**Document source**.
>>>

JEAN-JACQUES BOURDIN
Oui, et vous répondez aussi à toutes nos questions pendant la crise. Il n'est pas question de polémiquer, il est question de savoir, quand et combien de masques seront livrés ?

GERALD DARMANIN
Alors, il y a eu des masques qui étaient largement…

JEAN-JACQUES BOURDIN
Le président de la République avait fait des promesses.

GERALD DARMANIN
Il y a eu des masques qui ont été très largement déjà distribués, il y a eu un pic effectivement dans notamment les officines, et devant la demande très importante qui a été faite. Ils sont revus depuis hier, j'ai eu le ministre de la Santé et des Solidarités hier, et ce matin les officines retrouvent, de pharmacie, des masques, qui sont distribués, et c'est bien normal, en priorité au personnel soignant, c'est tout à fait logique. Je rappelle d'ailleurs que notre capacité de l'hôpital public est bien plus importante que certains autres pays, les comparaisons avec l'Italie se font souvent sur votre chaîne de télévision. On voit bien qu'il y a en France une plus grande capacité hospitalière. Il faut surtout maintenant que les Français respectent les gestes barrières, et qu'ils respectent surtout les consignes de rester chez soi lorsqu'on ne peut pas télétravailler, eh bien effectivement on peut aller travailler, mais si on peut télétravailler, si on peut reporter des démarches administratives, si on peut demander sa pièce d'identité plus tard, ce n'est pas la peine d'aller à la mairie. Si on peut demander quelque chose aux impôts plus tard, ce n'est pas, la peine d'aller au centre des impôts, si on peut reporter évidemment un déplacement, une visite, un anniversaire, on doit le faire, et chacun doit respecter cela, parce que vous savez, si chacun respectait cela, alors la France sortirait plus vite de cette grave crise sanitaire, et beaucoup moins de gens seraient touchés.

<<<

**Consigne**.
Traduisez en anglais, s'il vous plaît, cette phrase de l'entretien : « On voit bien qu'il y a en France une plus grande capacité hospitalière. » Le listing provient d'une source distincte de l'entretien.

**Données**.
>>>

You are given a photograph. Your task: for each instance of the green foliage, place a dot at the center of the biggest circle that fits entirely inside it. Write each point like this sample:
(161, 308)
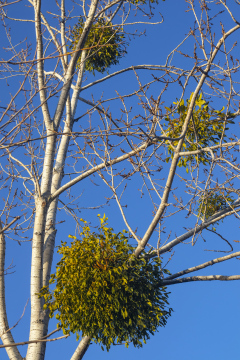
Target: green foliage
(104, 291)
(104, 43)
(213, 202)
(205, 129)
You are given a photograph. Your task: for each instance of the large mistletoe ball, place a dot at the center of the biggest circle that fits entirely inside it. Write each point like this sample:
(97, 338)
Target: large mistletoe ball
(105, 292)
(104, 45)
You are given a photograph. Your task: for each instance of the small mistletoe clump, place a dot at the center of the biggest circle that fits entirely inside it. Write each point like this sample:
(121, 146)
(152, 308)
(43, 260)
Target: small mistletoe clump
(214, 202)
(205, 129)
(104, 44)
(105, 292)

<<<
>>>

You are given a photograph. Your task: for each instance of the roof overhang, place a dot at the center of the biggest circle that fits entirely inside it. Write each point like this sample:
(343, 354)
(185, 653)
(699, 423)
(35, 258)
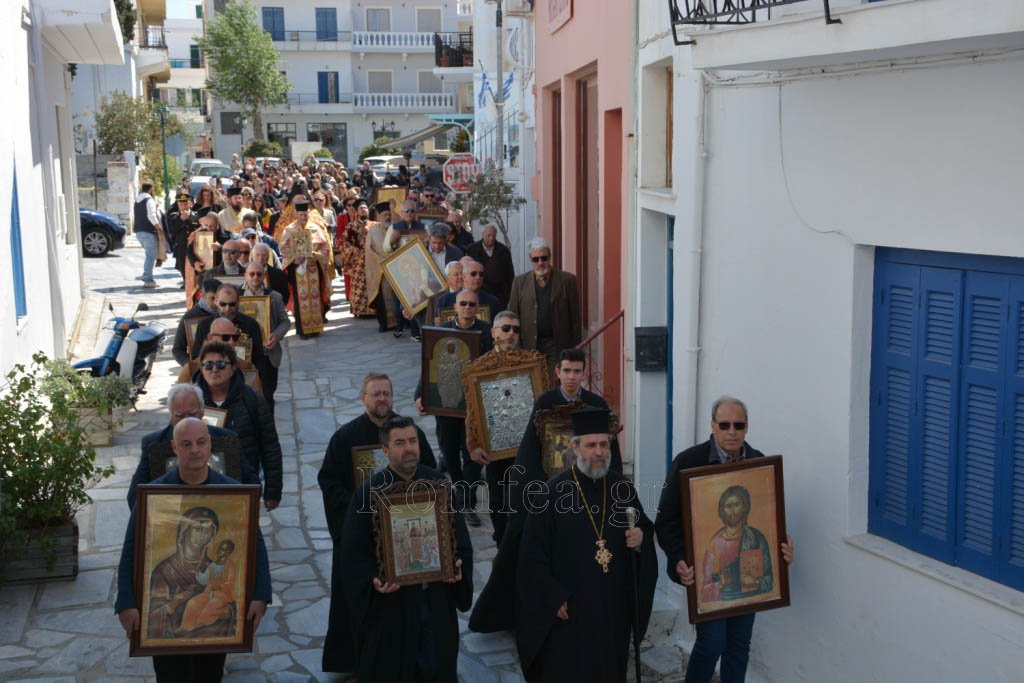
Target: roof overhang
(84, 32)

<<<

**Corrigé détaillé**.
It is clear that there is greater hospital capacity in France.